» Your objective
Extract the lines below verbatim, beginning with the line that contains "An instance of the hillside" and continuing through the line that contains "Target: hillside slope".

» Stored data
=====
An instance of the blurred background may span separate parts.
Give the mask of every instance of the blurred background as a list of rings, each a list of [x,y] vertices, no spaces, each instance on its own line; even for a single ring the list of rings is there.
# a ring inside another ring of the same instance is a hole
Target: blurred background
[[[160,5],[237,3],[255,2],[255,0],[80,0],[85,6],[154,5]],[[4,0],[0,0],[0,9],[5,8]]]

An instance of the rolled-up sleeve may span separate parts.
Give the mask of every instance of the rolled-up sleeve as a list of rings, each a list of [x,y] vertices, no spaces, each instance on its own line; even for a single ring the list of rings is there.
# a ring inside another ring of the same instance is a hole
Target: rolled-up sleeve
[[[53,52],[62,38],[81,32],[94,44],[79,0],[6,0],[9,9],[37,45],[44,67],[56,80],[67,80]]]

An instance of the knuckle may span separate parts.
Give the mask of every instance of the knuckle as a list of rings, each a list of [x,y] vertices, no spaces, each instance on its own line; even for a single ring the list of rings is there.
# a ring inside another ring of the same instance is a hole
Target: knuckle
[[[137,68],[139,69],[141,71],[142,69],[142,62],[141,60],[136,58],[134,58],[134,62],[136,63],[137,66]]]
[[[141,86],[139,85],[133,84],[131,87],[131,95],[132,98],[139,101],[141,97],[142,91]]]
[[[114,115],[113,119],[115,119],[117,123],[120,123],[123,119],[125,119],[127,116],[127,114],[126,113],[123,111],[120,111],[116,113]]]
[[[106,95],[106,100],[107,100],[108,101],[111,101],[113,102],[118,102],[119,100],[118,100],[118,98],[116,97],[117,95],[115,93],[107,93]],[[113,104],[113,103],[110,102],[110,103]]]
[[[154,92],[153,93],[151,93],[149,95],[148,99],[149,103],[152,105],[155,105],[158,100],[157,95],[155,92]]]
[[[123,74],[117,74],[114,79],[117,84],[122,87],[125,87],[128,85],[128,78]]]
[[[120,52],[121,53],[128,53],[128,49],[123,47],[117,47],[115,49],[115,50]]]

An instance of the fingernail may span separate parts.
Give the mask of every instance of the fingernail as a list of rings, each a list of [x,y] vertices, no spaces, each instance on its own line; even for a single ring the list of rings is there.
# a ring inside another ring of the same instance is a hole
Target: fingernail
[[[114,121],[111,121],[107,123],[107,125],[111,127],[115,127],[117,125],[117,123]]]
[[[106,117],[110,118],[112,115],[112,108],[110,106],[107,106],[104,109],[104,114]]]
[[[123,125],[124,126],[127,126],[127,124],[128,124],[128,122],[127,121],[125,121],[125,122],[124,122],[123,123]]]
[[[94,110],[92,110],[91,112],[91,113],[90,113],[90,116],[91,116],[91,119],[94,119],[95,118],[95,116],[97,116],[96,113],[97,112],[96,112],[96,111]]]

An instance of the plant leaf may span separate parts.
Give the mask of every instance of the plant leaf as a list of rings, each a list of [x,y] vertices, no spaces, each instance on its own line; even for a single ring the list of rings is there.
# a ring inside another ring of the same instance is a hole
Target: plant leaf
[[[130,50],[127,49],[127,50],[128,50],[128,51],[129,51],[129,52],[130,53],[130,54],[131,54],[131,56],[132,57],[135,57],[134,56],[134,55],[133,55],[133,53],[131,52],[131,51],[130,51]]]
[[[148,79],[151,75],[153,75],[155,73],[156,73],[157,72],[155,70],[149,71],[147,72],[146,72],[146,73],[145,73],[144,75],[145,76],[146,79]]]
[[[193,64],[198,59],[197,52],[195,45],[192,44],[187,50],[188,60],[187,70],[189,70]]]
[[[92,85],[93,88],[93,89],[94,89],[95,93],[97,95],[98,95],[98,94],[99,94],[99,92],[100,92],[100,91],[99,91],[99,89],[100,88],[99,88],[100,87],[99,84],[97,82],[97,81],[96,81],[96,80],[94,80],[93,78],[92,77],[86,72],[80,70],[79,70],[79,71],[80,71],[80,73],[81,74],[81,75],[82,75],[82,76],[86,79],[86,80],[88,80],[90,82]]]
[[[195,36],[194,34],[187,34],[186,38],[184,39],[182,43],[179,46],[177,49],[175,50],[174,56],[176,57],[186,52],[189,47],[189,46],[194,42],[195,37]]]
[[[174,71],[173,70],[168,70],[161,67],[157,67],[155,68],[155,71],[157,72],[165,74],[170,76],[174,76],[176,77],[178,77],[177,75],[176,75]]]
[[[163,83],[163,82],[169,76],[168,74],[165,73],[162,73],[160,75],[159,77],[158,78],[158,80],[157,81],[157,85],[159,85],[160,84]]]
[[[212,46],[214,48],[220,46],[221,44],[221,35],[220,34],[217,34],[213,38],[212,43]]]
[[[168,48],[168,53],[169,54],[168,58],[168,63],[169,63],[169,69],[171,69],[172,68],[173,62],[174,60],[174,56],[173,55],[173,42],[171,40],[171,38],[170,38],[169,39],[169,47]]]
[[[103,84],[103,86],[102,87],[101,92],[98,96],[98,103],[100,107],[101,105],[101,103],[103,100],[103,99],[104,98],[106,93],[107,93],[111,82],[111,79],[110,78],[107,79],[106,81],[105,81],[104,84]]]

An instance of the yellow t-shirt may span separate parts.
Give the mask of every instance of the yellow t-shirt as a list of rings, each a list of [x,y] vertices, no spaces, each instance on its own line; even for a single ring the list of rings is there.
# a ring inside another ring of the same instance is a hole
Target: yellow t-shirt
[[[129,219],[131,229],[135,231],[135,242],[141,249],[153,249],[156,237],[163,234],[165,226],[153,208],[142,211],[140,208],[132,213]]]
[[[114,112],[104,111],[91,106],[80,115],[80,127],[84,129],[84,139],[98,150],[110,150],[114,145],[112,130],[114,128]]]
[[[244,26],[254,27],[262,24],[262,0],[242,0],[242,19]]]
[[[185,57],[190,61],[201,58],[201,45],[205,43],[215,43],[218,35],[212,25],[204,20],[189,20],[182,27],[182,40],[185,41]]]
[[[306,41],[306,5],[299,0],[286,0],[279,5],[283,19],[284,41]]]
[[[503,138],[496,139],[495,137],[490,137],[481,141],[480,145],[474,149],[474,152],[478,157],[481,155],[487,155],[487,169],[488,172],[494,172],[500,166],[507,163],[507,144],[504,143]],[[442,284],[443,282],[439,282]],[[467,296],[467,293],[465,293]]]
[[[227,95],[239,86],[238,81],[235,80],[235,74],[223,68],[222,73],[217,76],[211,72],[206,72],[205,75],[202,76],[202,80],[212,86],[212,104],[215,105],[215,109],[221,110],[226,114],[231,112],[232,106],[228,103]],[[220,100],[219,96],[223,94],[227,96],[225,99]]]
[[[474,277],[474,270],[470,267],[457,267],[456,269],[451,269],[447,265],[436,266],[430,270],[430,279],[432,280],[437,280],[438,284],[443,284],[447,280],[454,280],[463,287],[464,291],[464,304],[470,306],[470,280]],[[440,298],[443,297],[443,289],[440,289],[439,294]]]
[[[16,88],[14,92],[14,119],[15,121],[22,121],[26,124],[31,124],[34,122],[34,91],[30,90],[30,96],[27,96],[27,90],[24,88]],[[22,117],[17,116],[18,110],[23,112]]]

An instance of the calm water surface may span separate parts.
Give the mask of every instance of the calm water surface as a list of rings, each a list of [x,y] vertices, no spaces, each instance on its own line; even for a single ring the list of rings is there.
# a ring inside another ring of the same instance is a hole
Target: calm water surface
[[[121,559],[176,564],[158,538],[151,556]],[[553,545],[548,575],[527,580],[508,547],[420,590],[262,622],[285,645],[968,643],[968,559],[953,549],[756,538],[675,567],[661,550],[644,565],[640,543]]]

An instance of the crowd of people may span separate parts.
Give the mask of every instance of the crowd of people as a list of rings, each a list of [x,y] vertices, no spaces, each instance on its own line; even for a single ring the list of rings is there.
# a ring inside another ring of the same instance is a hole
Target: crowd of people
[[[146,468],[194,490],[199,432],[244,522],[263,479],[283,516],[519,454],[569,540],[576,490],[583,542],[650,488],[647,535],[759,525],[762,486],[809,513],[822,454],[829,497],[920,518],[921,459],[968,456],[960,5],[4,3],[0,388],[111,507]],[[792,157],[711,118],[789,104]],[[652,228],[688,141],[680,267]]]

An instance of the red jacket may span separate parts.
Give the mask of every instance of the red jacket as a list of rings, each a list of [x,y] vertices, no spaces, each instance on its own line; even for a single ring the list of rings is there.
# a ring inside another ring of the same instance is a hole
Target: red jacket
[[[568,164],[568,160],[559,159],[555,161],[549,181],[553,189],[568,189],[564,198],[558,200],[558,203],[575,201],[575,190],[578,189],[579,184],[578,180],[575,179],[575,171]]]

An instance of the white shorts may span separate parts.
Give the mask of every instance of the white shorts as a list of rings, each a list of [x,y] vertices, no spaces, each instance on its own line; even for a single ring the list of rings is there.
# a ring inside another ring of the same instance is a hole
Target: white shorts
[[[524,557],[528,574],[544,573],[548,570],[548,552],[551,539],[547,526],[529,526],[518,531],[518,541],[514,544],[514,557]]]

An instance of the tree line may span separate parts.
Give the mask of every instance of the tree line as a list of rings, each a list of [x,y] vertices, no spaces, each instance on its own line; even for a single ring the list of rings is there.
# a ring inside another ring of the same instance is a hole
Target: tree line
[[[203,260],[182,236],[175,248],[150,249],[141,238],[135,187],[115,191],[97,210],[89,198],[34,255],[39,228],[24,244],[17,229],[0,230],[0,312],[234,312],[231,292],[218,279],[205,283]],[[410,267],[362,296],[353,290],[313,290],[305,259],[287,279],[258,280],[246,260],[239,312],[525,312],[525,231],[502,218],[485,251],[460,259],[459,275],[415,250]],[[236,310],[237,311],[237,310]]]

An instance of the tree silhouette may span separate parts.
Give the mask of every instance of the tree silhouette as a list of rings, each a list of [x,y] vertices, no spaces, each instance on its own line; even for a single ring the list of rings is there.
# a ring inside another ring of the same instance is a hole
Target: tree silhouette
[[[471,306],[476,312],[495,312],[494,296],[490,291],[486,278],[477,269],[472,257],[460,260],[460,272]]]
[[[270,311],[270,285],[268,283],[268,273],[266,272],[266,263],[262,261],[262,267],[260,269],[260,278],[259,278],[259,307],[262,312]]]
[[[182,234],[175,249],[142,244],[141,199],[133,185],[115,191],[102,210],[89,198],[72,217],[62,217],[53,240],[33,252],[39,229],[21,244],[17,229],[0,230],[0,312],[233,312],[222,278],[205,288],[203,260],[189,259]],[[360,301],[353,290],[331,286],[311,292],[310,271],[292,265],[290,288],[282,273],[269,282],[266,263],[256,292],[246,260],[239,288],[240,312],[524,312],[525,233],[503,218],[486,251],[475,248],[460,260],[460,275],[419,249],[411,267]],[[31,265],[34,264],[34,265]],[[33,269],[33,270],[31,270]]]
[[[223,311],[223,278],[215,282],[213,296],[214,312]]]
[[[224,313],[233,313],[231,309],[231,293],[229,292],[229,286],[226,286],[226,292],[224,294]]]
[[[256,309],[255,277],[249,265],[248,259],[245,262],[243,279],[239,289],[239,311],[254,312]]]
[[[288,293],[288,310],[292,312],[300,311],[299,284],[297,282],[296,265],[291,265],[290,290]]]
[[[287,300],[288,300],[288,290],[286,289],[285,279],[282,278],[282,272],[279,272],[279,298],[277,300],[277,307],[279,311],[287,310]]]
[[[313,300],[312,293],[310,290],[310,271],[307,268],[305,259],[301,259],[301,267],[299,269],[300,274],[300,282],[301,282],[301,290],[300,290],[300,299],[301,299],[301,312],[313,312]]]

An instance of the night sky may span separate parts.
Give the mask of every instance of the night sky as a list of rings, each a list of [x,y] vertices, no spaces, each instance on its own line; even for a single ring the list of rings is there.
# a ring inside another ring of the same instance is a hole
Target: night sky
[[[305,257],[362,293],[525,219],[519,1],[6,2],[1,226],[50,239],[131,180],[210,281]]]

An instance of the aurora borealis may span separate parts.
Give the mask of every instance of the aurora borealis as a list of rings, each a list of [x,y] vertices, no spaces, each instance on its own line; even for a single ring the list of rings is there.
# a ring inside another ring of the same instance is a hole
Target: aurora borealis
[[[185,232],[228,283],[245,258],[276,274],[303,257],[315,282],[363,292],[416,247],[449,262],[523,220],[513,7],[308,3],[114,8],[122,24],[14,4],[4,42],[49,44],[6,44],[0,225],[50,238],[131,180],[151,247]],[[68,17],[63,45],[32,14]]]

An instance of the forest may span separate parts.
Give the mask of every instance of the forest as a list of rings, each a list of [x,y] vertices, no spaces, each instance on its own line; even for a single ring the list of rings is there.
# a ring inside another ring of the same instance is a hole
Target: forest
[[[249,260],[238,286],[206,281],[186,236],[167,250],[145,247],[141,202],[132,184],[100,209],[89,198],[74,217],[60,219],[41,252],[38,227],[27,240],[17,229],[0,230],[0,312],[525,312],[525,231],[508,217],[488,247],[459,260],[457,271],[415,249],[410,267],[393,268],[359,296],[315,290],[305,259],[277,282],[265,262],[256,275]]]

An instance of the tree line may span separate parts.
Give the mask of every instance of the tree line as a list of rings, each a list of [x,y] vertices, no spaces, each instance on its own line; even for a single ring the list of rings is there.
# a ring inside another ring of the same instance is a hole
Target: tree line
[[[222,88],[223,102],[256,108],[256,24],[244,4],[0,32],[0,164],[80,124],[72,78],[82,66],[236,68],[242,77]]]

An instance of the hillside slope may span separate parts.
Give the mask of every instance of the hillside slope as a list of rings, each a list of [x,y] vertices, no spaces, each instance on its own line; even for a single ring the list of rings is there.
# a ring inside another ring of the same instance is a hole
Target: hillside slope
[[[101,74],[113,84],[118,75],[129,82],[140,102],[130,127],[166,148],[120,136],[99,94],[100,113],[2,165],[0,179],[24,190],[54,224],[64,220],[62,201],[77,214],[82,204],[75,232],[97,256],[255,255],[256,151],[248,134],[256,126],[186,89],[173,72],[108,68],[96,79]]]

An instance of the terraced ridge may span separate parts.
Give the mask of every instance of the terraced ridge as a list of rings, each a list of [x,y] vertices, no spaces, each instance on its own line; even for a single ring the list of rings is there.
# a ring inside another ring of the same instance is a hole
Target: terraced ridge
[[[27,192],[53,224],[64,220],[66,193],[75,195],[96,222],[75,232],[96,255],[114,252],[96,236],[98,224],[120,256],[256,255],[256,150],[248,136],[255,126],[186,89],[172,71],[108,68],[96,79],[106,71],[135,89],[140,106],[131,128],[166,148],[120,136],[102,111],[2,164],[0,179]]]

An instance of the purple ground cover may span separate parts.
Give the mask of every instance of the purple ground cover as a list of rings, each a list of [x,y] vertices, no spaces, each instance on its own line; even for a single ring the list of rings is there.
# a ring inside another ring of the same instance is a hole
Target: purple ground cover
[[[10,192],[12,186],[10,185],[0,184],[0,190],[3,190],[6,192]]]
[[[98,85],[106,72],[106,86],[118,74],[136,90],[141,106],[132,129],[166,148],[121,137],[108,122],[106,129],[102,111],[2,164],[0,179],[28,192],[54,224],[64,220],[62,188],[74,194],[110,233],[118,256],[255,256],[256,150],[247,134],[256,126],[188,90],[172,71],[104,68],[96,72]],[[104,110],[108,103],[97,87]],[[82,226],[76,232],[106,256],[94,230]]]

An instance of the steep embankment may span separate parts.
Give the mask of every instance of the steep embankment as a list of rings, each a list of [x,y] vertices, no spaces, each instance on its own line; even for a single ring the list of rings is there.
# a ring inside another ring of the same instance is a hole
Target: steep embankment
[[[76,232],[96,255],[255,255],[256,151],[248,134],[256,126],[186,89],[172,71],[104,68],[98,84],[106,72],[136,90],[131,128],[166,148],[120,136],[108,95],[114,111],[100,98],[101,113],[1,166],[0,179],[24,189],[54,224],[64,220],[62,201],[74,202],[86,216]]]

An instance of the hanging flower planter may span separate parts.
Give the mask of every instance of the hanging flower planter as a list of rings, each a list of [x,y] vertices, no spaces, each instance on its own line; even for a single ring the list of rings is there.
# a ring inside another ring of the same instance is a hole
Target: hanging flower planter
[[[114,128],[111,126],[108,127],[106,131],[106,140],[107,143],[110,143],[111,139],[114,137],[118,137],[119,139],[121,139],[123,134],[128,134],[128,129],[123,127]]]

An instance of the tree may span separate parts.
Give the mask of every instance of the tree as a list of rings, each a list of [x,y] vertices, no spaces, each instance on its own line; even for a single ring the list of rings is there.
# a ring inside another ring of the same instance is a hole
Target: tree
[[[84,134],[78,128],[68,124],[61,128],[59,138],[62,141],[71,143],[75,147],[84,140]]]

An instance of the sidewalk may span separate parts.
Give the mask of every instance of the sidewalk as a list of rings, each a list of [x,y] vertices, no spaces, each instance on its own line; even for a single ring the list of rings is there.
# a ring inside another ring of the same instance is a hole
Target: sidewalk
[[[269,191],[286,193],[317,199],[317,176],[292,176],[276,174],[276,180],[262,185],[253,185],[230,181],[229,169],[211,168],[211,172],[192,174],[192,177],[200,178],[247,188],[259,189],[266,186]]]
=====
» Answer
An instance of the hillside slope may span separate parts.
Give the mask of every instance of the hillside slope as a list of rings, each a list of [x,y] vertices, no spaces, each instance on its own line; even for a single ring the list of rings is there.
# a ring inside another ring of the same instance is a hole
Target: hillside slope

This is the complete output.